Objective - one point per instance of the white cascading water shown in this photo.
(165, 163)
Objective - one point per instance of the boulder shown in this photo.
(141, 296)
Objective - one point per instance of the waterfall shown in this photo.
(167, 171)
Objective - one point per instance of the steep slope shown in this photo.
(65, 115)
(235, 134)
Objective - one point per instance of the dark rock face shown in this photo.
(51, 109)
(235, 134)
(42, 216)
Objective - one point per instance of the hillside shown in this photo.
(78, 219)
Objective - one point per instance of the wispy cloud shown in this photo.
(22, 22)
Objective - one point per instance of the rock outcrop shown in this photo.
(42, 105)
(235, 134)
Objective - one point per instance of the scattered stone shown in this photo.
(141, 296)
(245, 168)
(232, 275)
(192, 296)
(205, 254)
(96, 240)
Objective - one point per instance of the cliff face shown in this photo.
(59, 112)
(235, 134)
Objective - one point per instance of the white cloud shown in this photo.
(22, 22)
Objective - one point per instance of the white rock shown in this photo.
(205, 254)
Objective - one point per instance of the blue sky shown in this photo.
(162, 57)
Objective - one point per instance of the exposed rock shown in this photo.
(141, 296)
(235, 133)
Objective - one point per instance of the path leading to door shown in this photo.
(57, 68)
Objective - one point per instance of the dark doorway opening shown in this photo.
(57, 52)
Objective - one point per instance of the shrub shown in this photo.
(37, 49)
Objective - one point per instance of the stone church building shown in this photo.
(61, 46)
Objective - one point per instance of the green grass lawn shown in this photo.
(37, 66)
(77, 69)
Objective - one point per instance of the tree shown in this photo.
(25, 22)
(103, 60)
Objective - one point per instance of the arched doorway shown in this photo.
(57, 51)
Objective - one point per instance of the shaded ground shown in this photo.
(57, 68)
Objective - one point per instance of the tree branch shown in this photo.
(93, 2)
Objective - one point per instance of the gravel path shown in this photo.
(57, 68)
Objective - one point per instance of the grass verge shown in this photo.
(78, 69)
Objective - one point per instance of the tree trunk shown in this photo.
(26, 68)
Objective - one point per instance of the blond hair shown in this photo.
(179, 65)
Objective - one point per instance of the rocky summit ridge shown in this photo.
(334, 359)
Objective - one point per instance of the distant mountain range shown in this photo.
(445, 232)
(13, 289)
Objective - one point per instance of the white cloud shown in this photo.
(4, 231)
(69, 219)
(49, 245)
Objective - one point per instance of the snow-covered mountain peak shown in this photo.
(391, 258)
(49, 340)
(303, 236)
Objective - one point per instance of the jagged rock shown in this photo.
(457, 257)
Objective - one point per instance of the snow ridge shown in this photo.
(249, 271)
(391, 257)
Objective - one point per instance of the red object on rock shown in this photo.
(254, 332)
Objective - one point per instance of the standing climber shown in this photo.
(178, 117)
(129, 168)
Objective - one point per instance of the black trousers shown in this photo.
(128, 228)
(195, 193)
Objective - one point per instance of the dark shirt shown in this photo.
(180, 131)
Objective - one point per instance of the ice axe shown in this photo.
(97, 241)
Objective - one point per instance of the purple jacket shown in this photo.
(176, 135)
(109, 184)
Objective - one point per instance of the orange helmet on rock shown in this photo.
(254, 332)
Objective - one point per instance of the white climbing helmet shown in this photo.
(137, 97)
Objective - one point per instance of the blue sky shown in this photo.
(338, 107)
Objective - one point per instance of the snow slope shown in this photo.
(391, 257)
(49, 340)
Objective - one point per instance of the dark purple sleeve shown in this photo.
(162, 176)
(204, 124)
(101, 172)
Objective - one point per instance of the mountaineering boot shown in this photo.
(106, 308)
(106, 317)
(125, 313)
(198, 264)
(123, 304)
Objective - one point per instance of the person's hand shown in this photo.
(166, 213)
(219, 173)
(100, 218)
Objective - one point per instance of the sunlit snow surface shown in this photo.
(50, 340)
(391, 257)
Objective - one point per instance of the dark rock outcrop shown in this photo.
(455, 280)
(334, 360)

━━━━━━━━━━━━━━━━━━━━━━━━━━━━━━

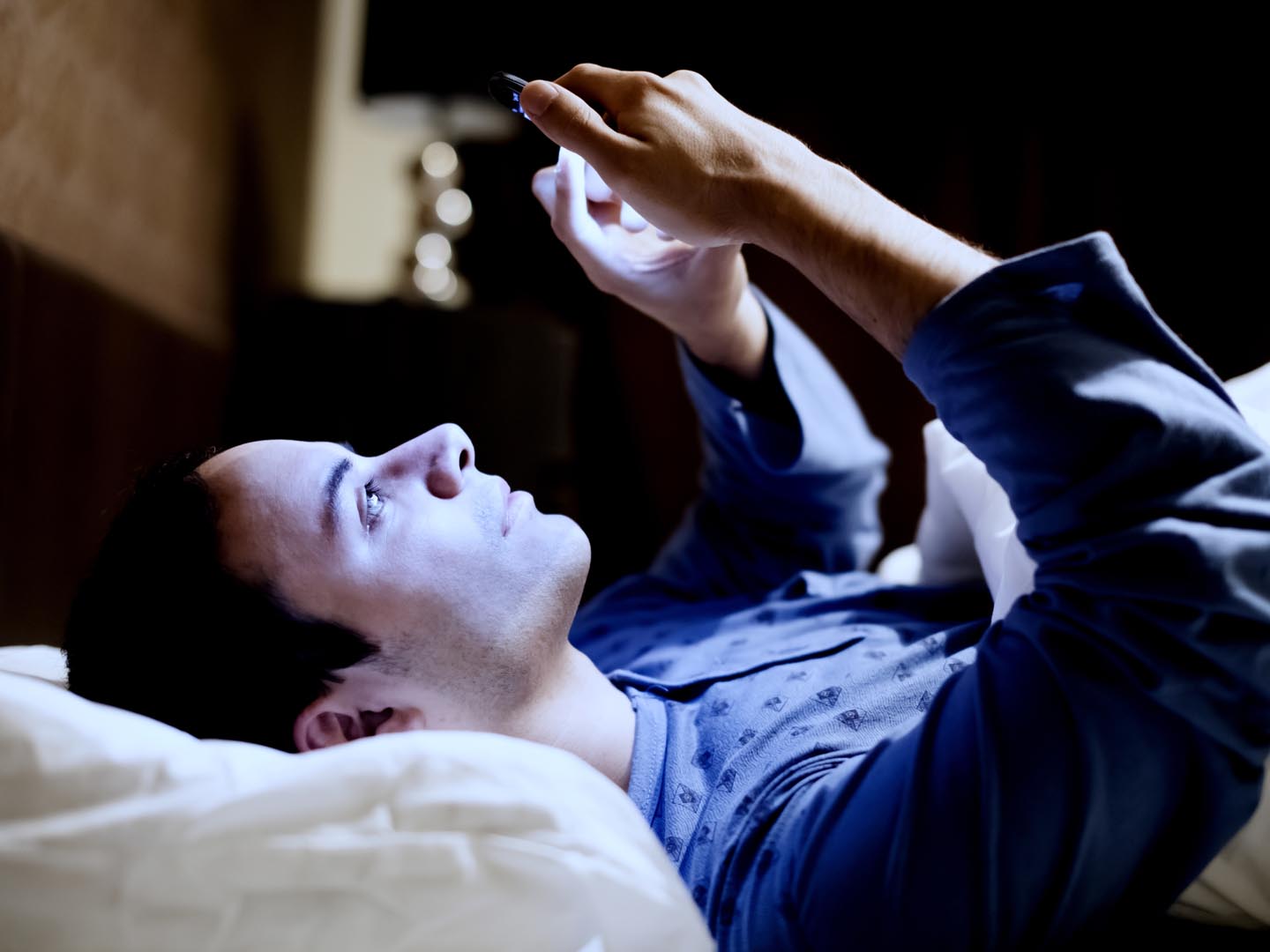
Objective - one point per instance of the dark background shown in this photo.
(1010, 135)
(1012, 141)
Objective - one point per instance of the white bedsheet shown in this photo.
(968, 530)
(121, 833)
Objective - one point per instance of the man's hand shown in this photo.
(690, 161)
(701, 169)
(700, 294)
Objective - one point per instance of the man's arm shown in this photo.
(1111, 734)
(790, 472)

━━━━━━━━━━━━━━━━━━━━━━━━━━━━━━

**O que se pede**
Selecione na listagem acima todas as linhas que contêm a palavra "ridge" e copie-as, levando em conta a diferença entre maiúsculas e minúsculas.

**Resposta completa**
Objective - one point per instance of the rocky summit ridge shown in this photo.
Objective - one point per instance of the snow ridge shown in this photo.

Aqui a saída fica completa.